Your objective: A faithful copy of every entry, with the pictures removed, is what is needed here.

Dataset content:
######
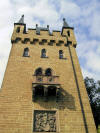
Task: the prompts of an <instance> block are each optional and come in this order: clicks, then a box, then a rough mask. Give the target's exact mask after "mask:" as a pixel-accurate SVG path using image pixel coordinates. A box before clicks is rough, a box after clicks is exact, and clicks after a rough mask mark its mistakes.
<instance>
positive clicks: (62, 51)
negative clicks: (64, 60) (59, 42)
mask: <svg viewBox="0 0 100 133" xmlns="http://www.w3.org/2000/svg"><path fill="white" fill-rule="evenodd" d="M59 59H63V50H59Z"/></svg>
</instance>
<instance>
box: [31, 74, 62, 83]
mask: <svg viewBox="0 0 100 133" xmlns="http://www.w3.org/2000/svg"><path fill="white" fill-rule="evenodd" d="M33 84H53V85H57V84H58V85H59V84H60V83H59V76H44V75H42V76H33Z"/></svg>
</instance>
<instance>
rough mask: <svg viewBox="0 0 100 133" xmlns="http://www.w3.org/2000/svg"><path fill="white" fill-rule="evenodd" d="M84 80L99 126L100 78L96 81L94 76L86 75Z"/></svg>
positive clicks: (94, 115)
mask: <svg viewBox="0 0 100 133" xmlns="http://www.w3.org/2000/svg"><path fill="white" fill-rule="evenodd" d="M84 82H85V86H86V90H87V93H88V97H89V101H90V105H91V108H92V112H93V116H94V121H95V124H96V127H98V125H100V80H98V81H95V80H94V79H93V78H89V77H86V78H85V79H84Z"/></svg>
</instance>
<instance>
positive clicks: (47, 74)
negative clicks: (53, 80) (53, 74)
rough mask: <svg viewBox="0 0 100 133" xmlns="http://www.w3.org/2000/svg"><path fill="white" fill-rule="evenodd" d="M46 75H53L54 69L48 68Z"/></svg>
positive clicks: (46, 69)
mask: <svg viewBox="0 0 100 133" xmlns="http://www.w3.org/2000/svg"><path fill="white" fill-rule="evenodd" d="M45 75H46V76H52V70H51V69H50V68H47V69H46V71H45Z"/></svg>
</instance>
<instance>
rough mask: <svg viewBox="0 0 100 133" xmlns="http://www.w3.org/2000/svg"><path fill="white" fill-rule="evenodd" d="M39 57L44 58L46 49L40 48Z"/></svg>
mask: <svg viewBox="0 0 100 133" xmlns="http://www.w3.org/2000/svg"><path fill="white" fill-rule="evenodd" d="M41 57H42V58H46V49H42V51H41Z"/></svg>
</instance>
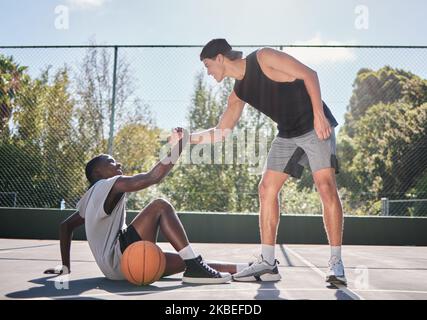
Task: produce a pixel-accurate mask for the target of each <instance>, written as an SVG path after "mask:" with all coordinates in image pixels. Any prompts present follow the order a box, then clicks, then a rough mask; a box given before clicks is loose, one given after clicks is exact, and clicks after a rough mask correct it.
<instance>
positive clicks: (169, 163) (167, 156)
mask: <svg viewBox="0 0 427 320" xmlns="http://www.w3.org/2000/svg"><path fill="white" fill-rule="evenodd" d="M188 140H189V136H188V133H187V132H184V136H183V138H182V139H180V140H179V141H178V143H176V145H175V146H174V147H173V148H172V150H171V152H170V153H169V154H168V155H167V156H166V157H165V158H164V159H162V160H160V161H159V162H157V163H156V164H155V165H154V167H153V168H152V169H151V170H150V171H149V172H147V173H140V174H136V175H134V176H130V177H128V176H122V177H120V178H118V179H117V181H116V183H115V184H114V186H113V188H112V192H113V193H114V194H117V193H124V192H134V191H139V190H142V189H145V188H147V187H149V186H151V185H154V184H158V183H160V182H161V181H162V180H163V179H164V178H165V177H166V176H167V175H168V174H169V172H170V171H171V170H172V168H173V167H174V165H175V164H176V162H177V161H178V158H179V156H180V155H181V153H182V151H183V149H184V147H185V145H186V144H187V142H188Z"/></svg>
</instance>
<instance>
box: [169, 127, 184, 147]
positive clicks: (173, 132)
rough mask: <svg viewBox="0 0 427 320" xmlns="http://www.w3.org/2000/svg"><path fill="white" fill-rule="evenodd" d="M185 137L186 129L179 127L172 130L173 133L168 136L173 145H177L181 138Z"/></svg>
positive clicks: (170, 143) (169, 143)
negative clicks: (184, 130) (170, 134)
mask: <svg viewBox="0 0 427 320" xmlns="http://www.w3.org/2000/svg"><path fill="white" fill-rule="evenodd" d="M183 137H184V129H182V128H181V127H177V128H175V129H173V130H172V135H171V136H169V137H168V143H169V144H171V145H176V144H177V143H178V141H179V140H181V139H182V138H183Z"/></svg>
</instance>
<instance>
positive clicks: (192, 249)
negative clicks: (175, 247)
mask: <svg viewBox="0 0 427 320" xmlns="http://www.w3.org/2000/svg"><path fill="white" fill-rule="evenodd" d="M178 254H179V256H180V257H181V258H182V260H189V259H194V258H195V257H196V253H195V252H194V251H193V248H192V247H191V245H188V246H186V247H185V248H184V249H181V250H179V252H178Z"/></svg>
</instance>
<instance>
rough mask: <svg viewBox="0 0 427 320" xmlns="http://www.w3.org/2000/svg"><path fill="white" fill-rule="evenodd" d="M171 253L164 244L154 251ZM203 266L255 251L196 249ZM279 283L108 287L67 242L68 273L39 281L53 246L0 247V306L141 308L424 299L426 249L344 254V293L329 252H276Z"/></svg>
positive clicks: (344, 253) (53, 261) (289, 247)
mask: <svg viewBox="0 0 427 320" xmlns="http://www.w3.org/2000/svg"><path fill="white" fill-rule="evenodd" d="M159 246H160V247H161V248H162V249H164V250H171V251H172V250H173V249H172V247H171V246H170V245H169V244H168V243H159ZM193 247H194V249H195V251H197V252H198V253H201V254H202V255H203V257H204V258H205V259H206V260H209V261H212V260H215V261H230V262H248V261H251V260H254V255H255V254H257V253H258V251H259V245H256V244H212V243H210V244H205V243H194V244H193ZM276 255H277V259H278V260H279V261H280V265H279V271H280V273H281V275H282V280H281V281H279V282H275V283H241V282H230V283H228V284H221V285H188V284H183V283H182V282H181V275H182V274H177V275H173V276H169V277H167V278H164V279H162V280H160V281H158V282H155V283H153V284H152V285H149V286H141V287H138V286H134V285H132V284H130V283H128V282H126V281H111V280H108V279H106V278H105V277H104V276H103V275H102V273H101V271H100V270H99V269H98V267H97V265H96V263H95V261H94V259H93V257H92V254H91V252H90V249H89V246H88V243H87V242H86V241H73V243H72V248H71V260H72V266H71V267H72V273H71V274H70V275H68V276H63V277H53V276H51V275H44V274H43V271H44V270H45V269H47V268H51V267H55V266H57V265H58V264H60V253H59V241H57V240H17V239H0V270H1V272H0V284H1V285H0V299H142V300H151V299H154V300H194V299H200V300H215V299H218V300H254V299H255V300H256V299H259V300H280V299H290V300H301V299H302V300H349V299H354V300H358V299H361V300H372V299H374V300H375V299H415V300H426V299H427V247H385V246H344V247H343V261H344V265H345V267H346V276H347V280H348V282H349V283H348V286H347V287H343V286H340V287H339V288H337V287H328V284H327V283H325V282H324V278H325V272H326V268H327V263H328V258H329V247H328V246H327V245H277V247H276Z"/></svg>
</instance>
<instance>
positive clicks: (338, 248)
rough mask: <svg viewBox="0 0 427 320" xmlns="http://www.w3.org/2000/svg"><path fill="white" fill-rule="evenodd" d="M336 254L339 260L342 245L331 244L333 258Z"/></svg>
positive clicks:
######
Finished exercise:
Task: the prompts of an <instance> block are each optional and come in this order: clicks, then a box, then a rough mask. Give the target's exact mask after "mask:" as a pixel-accurate SVG path using image pixel coordinates. A box before clicks is rough, a box after clicks is exact, and clicks after a rough mask mark its mistakes.
<instance>
positive clicks: (62, 51)
negative clicks: (64, 60) (59, 42)
mask: <svg viewBox="0 0 100 133" xmlns="http://www.w3.org/2000/svg"><path fill="white" fill-rule="evenodd" d="M59 59H63V50H59Z"/></svg>
</instance>
<instance>
box: [31, 74, 62, 83]
mask: <svg viewBox="0 0 100 133" xmlns="http://www.w3.org/2000/svg"><path fill="white" fill-rule="evenodd" d="M33 84H53V85H57V84H58V85H59V84H60V83H59V76H44V75H42V76H33Z"/></svg>
</instance>
<instance>
rough mask: <svg viewBox="0 0 100 133" xmlns="http://www.w3.org/2000/svg"><path fill="white" fill-rule="evenodd" d="M84 80L99 126L100 78L96 81L94 76L86 75Z"/></svg>
positive clicks: (94, 115)
mask: <svg viewBox="0 0 100 133" xmlns="http://www.w3.org/2000/svg"><path fill="white" fill-rule="evenodd" d="M84 82H85V86H86V90H87V93H88V97H89V101H90V105H91V108H92V112H93V116H94V121H95V124H96V127H98V125H100V80H98V81H95V80H94V79H93V78H89V77H86V78H85V79H84Z"/></svg>
</instance>
<instance>
positive clicks: (47, 74)
negative clicks: (53, 80) (53, 74)
rough mask: <svg viewBox="0 0 100 133" xmlns="http://www.w3.org/2000/svg"><path fill="white" fill-rule="evenodd" d="M46 75H53L54 69L48 68Z"/></svg>
positive clicks: (46, 69)
mask: <svg viewBox="0 0 100 133" xmlns="http://www.w3.org/2000/svg"><path fill="white" fill-rule="evenodd" d="M45 75H46V76H52V70H51V69H50V68H47V69H46V71H45Z"/></svg>
</instance>
<instance>
rough mask: <svg viewBox="0 0 100 133" xmlns="http://www.w3.org/2000/svg"><path fill="white" fill-rule="evenodd" d="M39 57L44 58L46 49L40 48Z"/></svg>
mask: <svg viewBox="0 0 100 133" xmlns="http://www.w3.org/2000/svg"><path fill="white" fill-rule="evenodd" d="M41 57H42V58H46V49H42V51H41Z"/></svg>
</instance>
Task: produce a pixel-accurate mask for the target of each <instance>, written as an SVG path after "mask:" with all coordinates in image pixels. Any prompts present follow the order a box, then clicks, then a rough mask; a box given before clicks is loose, one given after clicks is exact, and clicks after a rough mask correct it.
<instance>
positive clicks: (169, 163) (167, 156)
mask: <svg viewBox="0 0 427 320" xmlns="http://www.w3.org/2000/svg"><path fill="white" fill-rule="evenodd" d="M188 140H189V136H188V133H187V132H184V136H183V138H182V139H180V140H179V141H178V143H176V145H175V146H174V147H173V148H172V150H171V152H170V153H169V154H168V155H167V156H166V157H165V158H164V159H162V160H160V161H159V162H157V163H156V164H155V165H154V167H153V168H152V169H151V170H150V171H149V172H147V173H140V174H136V175H134V176H130V177H128V176H122V177H120V178H118V179H117V181H116V183H115V184H114V186H113V188H112V192H113V193H114V194H117V193H124V192H134V191H139V190H142V189H145V188H147V187H149V186H151V185H154V184H158V183H160V182H161V181H162V180H163V179H164V178H165V177H166V176H167V175H168V174H169V172H170V171H171V170H172V168H173V167H174V165H175V164H176V162H177V161H178V158H179V156H180V155H181V153H182V151H183V149H184V147H185V145H186V144H187V142H188Z"/></svg>
</instance>
<instance>
box: [169, 127, 184, 147]
positive clicks: (173, 132)
rough mask: <svg viewBox="0 0 427 320" xmlns="http://www.w3.org/2000/svg"><path fill="white" fill-rule="evenodd" d="M185 137L186 129L179 127L172 130L173 133L168 136L173 145H177L181 138Z"/></svg>
positive clicks: (170, 143) (169, 143)
negative clicks: (184, 130) (170, 134)
mask: <svg viewBox="0 0 427 320" xmlns="http://www.w3.org/2000/svg"><path fill="white" fill-rule="evenodd" d="M183 137H184V129H182V128H181V127H177V128H175V129H173V130H172V135H171V136H169V137H168V143H169V144H171V145H176V144H177V143H178V141H179V140H181V139H182V138H183Z"/></svg>
</instance>
<instance>
positive clicks: (192, 249)
negative clicks: (175, 247)
mask: <svg viewBox="0 0 427 320" xmlns="http://www.w3.org/2000/svg"><path fill="white" fill-rule="evenodd" d="M178 254H179V256H180V257H181V258H182V260H189V259H194V258H195V257H196V253H195V252H194V251H193V248H192V247H191V245H188V246H186V247H185V248H184V249H181V250H179V252H178Z"/></svg>
</instance>
<instance>
rough mask: <svg viewBox="0 0 427 320" xmlns="http://www.w3.org/2000/svg"><path fill="white" fill-rule="evenodd" d="M171 253L164 244L154 251ZM203 266L255 251L196 249ZM279 283L108 287L67 242L68 273L39 281L53 246L0 247V306L141 308L424 299L426 249L344 254V293L329 252H276Z"/></svg>
positive clicks: (344, 253) (53, 261) (289, 247)
mask: <svg viewBox="0 0 427 320" xmlns="http://www.w3.org/2000/svg"><path fill="white" fill-rule="evenodd" d="M159 246H160V247H161V248H162V249H164V250H171V251H172V250H173V249H172V247H171V246H170V245H169V244H168V243H159ZM193 247H194V249H195V251H197V252H198V253H201V254H202V255H203V257H204V258H205V259H206V260H209V261H212V260H215V261H230V262H248V261H251V260H254V255H255V254H257V253H258V251H259V245H256V244H212V243H210V244H205V243H194V244H193ZM276 255H277V259H278V260H279V261H280V265H279V271H280V273H281V275H282V280H281V281H279V282H275V283H241V282H230V283H228V284H221V285H188V284H183V283H182V282H181V275H182V274H177V275H173V276H169V277H167V278H164V279H162V280H160V281H158V282H155V283H153V284H152V285H149V286H141V287H138V286H134V285H132V284H130V283H128V282H126V281H111V280H108V279H106V278H105V277H104V276H103V275H102V273H101V271H100V270H99V269H98V267H97V265H96V263H95V261H94V259H93V257H92V254H91V252H90V249H89V246H88V243H87V242H86V241H73V243H72V248H71V260H72V266H71V267H72V273H71V274H70V275H68V276H63V277H53V276H51V275H44V274H43V271H44V270H45V269H47V268H51V267H55V266H57V265H58V264H60V253H59V241H57V240H17V239H0V270H1V272H0V284H1V285H0V299H142V300H151V299H154V300H194V299H200V300H215V299H218V300H254V299H255V300H256V299H259V300H280V299H290V300H301V299H302V300H349V299H354V300H358V299H361V300H372V299H374V300H375V299H415V300H426V299H427V247H385V246H344V247H343V261H344V265H345V267H346V276H347V280H348V282H349V283H348V286H347V287H343V286H340V287H339V288H337V287H328V284H327V283H325V282H324V278H325V272H326V268H327V263H328V258H329V247H328V246H327V245H277V247H276Z"/></svg>
</instance>
<instance>
positive clicks: (338, 248)
rough mask: <svg viewBox="0 0 427 320" xmlns="http://www.w3.org/2000/svg"><path fill="white" fill-rule="evenodd" d="M336 254L339 260L342 245L331 244L333 258Z"/></svg>
positive clicks:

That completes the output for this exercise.